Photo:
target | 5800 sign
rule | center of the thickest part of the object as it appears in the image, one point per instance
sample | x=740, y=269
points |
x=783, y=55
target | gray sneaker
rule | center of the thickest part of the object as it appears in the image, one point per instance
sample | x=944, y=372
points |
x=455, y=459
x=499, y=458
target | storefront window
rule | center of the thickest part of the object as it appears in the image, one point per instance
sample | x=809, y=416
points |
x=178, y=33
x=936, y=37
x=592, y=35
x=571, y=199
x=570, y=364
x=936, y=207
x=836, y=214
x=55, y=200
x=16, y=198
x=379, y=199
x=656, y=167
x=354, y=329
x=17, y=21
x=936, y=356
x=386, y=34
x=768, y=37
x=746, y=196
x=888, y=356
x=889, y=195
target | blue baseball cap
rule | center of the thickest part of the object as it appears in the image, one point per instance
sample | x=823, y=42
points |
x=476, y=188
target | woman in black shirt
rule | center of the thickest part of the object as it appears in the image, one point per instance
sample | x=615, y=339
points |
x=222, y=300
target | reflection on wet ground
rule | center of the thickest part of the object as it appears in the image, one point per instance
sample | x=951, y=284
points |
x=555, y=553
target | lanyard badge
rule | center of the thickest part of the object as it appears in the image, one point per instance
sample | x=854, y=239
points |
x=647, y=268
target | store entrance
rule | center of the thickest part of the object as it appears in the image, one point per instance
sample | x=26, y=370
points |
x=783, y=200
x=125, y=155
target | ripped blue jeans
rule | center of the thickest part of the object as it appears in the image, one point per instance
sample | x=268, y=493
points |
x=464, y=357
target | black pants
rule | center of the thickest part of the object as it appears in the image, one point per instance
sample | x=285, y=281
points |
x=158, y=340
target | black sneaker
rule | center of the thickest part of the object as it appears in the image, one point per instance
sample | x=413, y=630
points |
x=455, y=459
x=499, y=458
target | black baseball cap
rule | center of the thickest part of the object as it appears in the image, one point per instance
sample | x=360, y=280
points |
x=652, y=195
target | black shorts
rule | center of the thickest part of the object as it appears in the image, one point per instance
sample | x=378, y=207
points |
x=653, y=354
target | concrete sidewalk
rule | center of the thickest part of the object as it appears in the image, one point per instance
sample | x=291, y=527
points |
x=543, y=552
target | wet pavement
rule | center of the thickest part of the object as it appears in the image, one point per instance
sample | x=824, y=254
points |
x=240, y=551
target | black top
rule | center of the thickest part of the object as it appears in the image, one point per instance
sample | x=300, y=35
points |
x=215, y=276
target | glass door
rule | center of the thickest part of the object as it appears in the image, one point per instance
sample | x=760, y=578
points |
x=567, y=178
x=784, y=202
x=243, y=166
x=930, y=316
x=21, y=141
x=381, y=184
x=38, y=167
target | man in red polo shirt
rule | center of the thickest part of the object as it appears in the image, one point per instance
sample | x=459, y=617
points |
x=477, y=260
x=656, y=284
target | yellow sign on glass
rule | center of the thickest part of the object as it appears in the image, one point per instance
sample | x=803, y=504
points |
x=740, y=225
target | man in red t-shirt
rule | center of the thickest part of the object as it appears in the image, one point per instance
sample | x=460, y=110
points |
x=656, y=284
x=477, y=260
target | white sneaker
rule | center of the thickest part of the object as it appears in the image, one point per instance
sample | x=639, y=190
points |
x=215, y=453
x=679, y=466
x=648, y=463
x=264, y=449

▶ [Your instructions]
Reproduce the material above, beginning at the line with "target | black top" and continuing through the line with "x=215, y=276", both included, with every answer point coordinate offset by 67. Leave all other lines, including the sample coordinates, unchanged.

▶ [Correct result]
target | black top
rule | center of the thickest part of the object as it appears in the image, one point per instance
sample | x=300, y=35
points |
x=282, y=343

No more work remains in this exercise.